▸ **Prompt**
Only the lines holding "hardware" are wanted. Copy every one from the records below.

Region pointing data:

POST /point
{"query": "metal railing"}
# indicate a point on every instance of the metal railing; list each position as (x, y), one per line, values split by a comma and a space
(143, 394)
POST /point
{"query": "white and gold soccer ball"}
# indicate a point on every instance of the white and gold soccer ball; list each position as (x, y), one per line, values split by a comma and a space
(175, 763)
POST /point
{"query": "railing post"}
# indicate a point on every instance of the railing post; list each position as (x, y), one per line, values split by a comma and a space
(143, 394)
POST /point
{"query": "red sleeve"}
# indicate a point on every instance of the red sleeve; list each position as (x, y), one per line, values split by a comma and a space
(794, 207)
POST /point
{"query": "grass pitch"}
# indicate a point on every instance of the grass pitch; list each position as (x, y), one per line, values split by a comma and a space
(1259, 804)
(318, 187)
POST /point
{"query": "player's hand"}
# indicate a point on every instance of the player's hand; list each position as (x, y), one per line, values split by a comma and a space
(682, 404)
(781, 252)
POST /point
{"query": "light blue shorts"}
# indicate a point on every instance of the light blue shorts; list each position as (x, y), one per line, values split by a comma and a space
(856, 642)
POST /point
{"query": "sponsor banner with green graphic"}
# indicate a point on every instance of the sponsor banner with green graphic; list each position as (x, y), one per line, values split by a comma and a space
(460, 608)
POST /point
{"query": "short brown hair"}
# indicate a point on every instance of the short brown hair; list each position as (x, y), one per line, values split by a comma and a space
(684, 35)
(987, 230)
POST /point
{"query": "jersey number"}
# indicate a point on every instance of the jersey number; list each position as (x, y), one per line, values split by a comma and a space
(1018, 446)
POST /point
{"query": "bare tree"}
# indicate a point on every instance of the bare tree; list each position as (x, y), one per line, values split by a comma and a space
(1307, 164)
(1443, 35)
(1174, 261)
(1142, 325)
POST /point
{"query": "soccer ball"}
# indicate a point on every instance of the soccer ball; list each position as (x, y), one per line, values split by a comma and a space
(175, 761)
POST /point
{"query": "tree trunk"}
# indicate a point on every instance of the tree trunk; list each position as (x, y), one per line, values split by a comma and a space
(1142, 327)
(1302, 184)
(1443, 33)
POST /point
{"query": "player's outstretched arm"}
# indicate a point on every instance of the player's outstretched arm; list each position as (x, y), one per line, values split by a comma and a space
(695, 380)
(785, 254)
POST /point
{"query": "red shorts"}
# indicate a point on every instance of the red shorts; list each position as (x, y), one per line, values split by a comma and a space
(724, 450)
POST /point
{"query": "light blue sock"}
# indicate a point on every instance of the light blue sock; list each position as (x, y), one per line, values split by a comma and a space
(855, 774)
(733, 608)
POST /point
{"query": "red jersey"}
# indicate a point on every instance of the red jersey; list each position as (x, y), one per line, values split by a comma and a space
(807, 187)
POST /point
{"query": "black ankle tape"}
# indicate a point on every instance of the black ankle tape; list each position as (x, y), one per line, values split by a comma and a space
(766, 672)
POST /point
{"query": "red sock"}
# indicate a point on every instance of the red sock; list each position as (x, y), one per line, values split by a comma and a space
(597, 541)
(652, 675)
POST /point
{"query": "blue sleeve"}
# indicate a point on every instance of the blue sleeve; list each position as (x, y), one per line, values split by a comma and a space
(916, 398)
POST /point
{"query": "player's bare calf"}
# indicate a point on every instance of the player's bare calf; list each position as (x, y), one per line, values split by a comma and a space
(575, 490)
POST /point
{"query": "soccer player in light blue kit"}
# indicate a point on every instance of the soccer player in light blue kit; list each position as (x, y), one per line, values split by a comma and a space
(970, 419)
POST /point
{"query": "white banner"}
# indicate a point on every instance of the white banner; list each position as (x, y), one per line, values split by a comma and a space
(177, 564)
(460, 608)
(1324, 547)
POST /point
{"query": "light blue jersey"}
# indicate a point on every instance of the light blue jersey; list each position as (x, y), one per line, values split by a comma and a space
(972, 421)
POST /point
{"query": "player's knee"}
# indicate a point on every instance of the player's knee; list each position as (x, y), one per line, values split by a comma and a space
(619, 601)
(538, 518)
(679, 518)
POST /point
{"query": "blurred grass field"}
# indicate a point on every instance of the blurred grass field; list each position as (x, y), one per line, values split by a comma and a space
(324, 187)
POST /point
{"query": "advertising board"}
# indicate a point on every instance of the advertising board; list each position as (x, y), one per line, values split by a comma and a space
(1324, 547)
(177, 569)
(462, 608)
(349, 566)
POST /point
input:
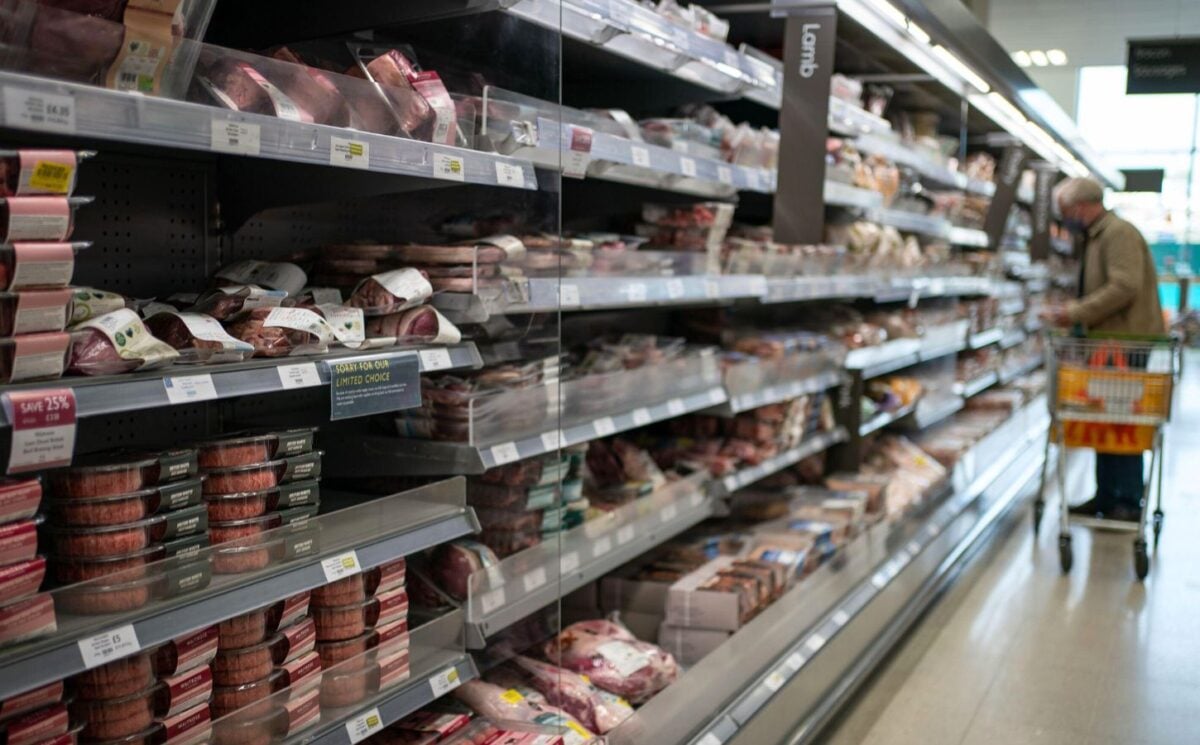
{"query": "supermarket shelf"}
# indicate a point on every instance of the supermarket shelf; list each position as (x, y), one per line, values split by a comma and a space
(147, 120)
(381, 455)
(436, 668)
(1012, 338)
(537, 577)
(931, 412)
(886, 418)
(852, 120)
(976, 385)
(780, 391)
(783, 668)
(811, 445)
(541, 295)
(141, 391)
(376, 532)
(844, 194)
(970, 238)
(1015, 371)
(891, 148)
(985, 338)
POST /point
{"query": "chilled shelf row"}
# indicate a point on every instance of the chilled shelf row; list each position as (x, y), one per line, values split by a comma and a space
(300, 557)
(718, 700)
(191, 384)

---

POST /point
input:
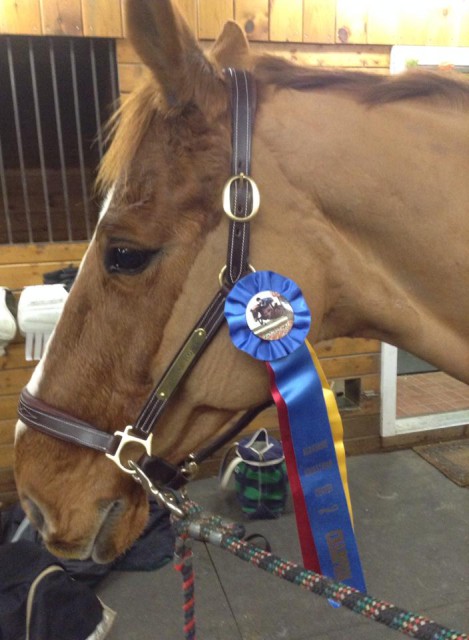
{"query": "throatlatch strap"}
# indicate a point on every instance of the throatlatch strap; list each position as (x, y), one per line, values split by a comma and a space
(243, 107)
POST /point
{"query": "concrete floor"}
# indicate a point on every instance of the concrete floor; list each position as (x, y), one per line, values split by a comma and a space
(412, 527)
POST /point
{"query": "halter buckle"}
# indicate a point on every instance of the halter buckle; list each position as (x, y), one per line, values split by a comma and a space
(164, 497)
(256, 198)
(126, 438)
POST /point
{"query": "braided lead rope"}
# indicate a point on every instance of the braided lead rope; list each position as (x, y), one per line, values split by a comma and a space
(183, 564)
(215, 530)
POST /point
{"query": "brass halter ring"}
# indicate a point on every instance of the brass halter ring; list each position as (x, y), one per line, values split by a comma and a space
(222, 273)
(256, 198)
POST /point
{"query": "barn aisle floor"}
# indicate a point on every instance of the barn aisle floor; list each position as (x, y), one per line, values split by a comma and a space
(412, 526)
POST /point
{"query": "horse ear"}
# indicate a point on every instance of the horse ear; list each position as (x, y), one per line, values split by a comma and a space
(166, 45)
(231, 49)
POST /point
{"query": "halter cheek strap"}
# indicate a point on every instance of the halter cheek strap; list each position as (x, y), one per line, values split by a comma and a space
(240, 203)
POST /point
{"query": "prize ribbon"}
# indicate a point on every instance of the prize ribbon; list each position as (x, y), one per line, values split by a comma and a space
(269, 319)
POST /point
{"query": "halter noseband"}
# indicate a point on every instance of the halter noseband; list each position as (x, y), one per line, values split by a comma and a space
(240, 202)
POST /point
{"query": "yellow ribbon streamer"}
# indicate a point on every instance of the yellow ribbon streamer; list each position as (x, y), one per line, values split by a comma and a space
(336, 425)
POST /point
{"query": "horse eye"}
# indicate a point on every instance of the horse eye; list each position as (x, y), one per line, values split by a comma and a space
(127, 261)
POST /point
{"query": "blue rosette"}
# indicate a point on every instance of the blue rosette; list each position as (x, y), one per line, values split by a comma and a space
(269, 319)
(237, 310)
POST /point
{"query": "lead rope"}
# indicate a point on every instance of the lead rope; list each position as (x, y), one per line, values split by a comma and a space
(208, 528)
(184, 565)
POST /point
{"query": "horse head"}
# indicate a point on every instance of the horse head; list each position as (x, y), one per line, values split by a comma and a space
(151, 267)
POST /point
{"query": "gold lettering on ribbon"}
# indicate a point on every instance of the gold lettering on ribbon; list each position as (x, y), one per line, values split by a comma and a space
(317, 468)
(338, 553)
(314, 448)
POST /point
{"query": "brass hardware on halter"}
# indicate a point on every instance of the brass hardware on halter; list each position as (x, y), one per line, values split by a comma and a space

▸ **Response to this exercise**
{"query": "brass hardware on halter"}
# indicate a point on every instance of the brass hardware on halter; list each position as (x, y), one per line, values split by a comma and a space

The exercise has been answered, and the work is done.